Trecho de origem:
........
O filme jamais possui uma mensagem específica a transmitir, nem um manifesto determinado em favor de alguma forma de linguagem ou estética. Ele tateia seu terreno a esmo, a exemplo dos protagonistas que atravessam os dias de maneira etérea, inconsequente. Conversam, comem, provocam-se, e só. A decisão de colocar os diretores e roteiristas na função de atores principais também atenua o peso de criar um universo novo, do zero. Eles se filmam de modo espontâneo, um tanto improvisado, para depois descobrirem o saldo de tal brincadeira. Temos a impressão de testemunhar, ao vivo, os testes de câmera do grupo de amigos.
A predisposição à pequenez e ao acaso gera as principais virtudes e também engendra as deficiências do projeto. Por um lado, soa despojado, livre, com sua câmera na mão, alternando o foco quase aleatoriamente entre um rosto e o outro. As vanguardas francesas nas quais o grupo se inspira partiram exatamente do princípio da câmera leve (em película, na época) que permitia filmar na rua, com luz natural, a partir de interações espontâneas. É claro que, em 2023, o ideal da Nouvelle Vague, 60 anos atrás, já foram ressignificados, estudados e desenvolvidos à luz das novas percepções e demandas sociais. Não haveria sentido em reproduzir, tal qual, uma linguagem intimamente presa ao seu tempo.
Este raciocínio leva a algumas fraquezas do resultado. La Parle soa pequeno até demais, ínfimo na construção de personagens, condução narrativa e escolha conceitual dos planos. O preto e branco surge para unir diferentes estéticas, mas também para conferir uma aura de intelectualidade e atemporalidade que não necessariamente beneficia a obra ultracontemporânea, feita com iPhones. Até por isso, quando a cor azul se torna necessária, a montagem rapidamente volta ao colorido. O preto e branco lembra um filtro, uma traquinagem em referência às obras do mentor Claude Lelouch, ao invés de um conceito plenamente desenvolvido.
........
Informações exibidas:
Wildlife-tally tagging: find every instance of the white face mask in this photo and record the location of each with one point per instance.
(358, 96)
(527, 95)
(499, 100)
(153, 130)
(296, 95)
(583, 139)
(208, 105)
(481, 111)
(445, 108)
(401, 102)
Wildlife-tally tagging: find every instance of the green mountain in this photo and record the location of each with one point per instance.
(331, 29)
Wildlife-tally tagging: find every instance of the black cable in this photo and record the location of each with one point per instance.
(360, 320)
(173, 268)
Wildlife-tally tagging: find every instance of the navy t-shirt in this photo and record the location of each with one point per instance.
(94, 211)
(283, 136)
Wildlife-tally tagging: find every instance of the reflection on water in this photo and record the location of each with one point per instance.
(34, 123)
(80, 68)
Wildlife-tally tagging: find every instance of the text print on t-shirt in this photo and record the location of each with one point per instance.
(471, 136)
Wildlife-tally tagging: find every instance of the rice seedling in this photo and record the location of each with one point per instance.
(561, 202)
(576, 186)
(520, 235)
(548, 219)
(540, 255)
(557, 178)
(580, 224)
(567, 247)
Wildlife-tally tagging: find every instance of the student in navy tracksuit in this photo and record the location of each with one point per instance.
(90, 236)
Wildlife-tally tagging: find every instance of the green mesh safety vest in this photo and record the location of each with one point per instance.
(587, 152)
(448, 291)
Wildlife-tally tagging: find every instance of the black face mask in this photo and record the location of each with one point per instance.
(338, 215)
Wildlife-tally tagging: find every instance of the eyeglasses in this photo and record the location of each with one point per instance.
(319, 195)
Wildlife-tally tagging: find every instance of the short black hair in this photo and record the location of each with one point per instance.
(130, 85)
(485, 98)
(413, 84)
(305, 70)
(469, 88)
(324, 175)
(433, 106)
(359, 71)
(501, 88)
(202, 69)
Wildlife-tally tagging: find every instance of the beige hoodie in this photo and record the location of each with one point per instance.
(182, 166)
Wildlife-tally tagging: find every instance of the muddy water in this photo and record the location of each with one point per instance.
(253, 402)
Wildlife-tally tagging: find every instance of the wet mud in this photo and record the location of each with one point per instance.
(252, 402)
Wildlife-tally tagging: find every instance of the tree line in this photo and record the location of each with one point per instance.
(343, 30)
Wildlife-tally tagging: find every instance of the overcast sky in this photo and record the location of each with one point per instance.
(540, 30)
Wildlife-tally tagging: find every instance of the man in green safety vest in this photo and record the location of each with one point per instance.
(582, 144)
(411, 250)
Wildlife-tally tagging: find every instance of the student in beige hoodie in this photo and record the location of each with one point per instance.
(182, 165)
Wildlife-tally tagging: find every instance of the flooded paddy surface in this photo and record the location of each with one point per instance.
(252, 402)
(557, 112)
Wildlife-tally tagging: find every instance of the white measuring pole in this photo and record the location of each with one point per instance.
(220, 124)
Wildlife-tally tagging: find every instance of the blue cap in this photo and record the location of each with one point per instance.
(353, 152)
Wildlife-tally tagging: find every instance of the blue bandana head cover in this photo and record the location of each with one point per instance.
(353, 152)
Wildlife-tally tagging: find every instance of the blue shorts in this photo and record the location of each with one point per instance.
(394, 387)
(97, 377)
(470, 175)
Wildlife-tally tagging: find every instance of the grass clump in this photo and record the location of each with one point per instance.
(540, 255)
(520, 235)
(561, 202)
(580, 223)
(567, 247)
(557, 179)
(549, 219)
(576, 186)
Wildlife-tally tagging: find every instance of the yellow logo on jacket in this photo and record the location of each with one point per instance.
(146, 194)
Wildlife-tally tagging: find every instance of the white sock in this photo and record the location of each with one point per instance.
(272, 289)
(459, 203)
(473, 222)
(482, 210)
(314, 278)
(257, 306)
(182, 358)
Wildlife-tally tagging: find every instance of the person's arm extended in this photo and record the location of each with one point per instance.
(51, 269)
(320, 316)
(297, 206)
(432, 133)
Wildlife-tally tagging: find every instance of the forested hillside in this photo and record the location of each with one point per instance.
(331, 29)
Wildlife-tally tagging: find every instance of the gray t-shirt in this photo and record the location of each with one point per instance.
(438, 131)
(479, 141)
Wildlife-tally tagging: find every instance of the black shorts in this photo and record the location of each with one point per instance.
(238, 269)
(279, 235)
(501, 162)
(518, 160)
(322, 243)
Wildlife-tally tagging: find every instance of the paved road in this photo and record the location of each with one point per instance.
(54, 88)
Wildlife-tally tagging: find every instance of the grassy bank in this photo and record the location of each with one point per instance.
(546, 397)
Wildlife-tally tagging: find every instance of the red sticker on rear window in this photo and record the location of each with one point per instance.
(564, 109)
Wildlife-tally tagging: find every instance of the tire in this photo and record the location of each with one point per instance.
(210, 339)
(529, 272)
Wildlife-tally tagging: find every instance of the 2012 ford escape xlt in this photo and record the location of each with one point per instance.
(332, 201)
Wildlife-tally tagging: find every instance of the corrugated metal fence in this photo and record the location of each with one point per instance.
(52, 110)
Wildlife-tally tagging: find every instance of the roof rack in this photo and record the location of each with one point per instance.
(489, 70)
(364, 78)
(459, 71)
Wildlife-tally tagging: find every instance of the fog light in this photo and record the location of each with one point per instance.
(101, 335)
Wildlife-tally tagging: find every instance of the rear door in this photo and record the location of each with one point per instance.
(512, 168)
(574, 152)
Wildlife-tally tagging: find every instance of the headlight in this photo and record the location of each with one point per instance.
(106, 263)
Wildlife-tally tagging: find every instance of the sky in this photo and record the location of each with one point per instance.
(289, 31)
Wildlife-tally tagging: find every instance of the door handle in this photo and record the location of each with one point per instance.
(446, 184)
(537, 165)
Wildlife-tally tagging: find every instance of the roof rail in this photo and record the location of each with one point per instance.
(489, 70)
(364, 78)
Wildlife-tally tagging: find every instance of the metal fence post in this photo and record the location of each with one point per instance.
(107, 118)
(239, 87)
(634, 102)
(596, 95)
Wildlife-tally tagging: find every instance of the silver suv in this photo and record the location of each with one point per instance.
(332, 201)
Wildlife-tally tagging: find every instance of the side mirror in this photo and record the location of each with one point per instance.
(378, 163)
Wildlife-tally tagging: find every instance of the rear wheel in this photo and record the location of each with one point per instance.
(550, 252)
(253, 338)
........
Conjunto de tarefas:
[1] Transcreva, sem alterações, o trecho da crítica sobre La Parle que abre com as palavras que contêm "O filme jamais" e fecha com "grupo de amigos.".
[2] Traduza para o inglês a seguinte frase da crítica sobre La Parle: "Temos a impressão de testemunhar, ao vivo, os testes de câmera do grupo de amigos."
[3] Dê continuidade à crítica sobre La Parle a partir da última frase apresentada.

Respostas em ordem:
[1]
O filme jamais possui uma mensagem específica a transmitir, nem um manifesto determinado em favor de alguma forma de linguagem ou estética. Ele tateia seu terreno a esmo, a exemplo dos protagonistas que atravessam os dias de maneira etérea, inconsequente. Conversam, comem, provocam-se, e só. A decisão de colocar os diretores e roteiristas na função de atores principais também atenua o peso de criar um universo novo, do zero. Eles se filmam de modo espontâneo, um tanto improvisado, para depois descobrirem o saldo de tal brincadeira. Temos a impressão de testemunhar, ao vivo, os testes de câmera do grupo de amigos.

[2] We get the impression of witnessing, live, the group of friends' camera tests.

[3]
Já os personagens têm pouco a fazer em cena, devido às construções insuficientes. Fanny carrega um único conflito: o câncer num passado recente, e a ameaça de que um novo cisto na mama represente a volta do tumor. O mesmo vale para Kevin, cujo pai hoje vive “com outro homem”. Gabriela, a anfitriã brasileira, sofre de saudade da avó, que aparentemente está perdendo as capacidades cognitivas. Já Simon não possui função narrativa, o que se traduz na dificuldade da montagem em inseri-lo nas cenas. Este conflito único se alterna com dezenas de imagens do mar, sendo meros stablishing shots contemplativos, ou pontos para passagem do tempo.
A possibilidade de criar conversas banais, encenar um parto de brincadeira e filmar uma demonstração de carros potentes nas redondezas sustenta a impressão do cinema feito com aquilo que se encontrava ao redor, num aproveitamento singelo do real. Constrói-se pouco em termos de significados, de interações ou sentidos. O papo cotidiano dos quatro se converte uma finalidade em si próprio, uma captação para preencher o tempo e rechear a montagem. A feitura de La Parte adquire forte aspecto retórico, como se possuísse valor em sua própria existência, para além do modesto material humano oferecido.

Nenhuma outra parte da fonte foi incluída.